======== Extracted data
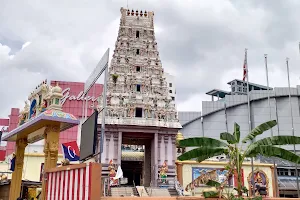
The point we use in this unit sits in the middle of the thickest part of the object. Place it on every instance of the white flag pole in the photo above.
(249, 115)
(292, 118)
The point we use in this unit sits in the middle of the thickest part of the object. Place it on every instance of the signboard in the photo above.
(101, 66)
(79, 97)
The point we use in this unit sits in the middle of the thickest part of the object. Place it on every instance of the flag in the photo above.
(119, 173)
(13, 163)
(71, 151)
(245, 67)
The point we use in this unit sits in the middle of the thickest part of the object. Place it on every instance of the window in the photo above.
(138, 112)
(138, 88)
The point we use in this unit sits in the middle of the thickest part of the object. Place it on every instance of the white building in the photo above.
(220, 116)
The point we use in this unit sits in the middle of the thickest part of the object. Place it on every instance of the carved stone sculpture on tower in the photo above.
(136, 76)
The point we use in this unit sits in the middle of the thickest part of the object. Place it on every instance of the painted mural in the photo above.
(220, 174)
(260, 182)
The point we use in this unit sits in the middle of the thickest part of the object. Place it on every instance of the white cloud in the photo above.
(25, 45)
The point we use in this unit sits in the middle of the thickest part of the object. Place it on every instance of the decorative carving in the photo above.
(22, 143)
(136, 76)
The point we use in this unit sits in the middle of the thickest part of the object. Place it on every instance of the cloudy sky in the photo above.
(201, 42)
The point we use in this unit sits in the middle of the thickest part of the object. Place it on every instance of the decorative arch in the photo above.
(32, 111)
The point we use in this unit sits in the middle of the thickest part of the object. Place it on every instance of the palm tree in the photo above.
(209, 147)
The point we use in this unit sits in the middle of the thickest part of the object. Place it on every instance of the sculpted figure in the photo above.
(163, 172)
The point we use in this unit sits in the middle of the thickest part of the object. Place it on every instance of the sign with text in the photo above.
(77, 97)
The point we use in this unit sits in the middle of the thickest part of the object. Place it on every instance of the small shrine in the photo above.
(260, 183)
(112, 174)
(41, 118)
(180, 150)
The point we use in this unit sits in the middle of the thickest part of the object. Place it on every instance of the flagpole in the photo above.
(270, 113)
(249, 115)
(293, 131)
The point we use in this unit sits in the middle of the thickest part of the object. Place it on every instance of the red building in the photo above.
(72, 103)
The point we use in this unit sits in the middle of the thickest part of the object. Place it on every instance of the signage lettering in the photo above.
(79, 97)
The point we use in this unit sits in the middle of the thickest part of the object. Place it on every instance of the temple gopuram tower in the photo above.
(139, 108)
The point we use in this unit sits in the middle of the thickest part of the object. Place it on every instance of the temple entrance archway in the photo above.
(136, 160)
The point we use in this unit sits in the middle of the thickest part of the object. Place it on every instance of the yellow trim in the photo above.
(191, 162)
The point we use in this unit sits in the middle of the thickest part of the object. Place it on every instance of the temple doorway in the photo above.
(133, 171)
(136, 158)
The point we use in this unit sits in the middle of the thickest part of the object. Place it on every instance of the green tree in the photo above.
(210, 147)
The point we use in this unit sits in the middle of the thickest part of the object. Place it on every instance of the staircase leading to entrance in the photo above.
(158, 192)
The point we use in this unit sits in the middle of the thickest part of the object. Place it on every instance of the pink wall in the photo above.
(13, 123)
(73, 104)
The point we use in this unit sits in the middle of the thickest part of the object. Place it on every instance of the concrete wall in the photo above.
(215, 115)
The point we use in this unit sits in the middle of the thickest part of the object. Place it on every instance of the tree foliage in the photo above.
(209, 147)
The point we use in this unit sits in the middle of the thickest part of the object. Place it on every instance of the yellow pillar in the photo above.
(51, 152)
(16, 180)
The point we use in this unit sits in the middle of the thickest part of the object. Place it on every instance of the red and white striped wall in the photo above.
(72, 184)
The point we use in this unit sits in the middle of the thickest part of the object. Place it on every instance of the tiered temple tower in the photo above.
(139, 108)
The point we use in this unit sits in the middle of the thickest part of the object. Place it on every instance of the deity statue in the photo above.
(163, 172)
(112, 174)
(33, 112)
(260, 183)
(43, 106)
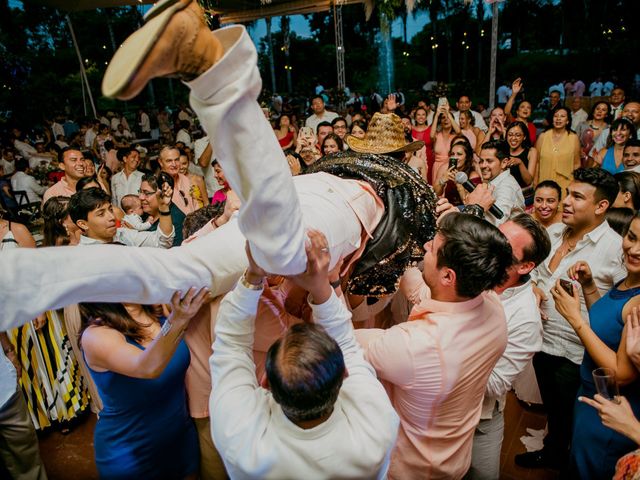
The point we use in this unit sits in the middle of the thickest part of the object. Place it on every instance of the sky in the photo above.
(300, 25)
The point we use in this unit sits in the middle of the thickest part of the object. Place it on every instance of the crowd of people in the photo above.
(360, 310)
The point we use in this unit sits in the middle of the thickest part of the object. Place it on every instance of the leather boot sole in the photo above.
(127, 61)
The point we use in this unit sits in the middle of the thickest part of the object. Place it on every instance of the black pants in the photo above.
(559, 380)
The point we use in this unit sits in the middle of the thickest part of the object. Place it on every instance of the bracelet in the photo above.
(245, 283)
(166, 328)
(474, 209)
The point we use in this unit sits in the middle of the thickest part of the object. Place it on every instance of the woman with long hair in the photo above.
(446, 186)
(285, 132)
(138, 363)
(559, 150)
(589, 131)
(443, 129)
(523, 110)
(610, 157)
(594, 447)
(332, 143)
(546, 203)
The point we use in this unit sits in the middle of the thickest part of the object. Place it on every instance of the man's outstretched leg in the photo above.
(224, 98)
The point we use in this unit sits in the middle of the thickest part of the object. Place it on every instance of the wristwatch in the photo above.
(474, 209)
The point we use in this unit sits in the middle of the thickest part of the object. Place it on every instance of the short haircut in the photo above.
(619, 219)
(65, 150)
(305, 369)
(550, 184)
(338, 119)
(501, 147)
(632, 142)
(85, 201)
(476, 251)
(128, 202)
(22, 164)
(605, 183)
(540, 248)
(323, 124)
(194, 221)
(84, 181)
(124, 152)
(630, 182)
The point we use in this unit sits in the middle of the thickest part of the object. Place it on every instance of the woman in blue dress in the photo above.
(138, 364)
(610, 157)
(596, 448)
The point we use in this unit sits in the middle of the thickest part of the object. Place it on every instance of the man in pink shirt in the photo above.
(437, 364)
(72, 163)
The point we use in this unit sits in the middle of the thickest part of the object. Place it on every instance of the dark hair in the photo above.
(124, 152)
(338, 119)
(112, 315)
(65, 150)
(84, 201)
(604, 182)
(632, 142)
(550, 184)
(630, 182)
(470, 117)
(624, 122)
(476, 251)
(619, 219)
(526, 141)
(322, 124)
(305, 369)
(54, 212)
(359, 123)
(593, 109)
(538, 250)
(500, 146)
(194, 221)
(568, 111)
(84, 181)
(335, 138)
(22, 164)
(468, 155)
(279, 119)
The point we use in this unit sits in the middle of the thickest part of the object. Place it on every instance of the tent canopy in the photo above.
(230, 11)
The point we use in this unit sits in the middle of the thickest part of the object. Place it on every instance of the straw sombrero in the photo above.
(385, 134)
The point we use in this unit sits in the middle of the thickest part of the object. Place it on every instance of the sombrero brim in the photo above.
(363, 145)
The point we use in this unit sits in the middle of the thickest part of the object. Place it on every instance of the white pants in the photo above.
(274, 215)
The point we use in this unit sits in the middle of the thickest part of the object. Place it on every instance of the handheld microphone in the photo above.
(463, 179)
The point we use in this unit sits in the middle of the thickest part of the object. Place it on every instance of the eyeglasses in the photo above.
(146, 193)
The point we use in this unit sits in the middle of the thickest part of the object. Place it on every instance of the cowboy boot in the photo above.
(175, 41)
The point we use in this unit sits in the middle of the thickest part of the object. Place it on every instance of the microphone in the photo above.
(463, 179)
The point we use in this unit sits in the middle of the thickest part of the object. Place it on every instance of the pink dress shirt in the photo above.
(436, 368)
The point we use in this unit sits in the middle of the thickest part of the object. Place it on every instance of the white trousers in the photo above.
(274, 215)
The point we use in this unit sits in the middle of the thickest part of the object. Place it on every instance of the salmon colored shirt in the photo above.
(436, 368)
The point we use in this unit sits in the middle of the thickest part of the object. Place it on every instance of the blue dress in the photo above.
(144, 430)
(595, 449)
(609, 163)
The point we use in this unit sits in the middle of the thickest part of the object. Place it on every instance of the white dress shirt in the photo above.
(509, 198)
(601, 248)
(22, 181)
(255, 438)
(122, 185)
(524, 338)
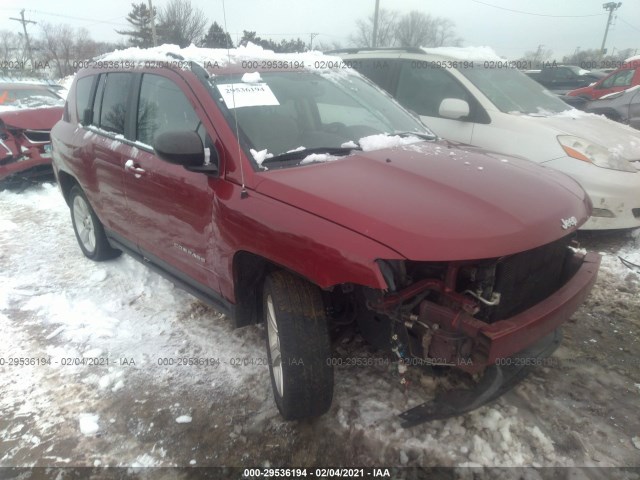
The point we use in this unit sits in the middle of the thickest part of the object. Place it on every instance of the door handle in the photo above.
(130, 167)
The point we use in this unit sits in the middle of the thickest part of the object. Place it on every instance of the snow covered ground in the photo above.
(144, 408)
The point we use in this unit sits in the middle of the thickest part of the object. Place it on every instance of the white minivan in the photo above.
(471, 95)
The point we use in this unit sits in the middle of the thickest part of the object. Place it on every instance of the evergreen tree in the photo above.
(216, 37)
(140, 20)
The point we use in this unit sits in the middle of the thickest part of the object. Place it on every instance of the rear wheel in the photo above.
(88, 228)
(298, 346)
================
### [What is required]
Reproduce the material line for line, starting at the line that contains "wheel in the photo above." and ending at the close of the material.

### [Output]
The point we use in this unit sits in the middle of the thickest part of the object. Place it on every instance of the rear wheel in the photo above.
(88, 228)
(298, 346)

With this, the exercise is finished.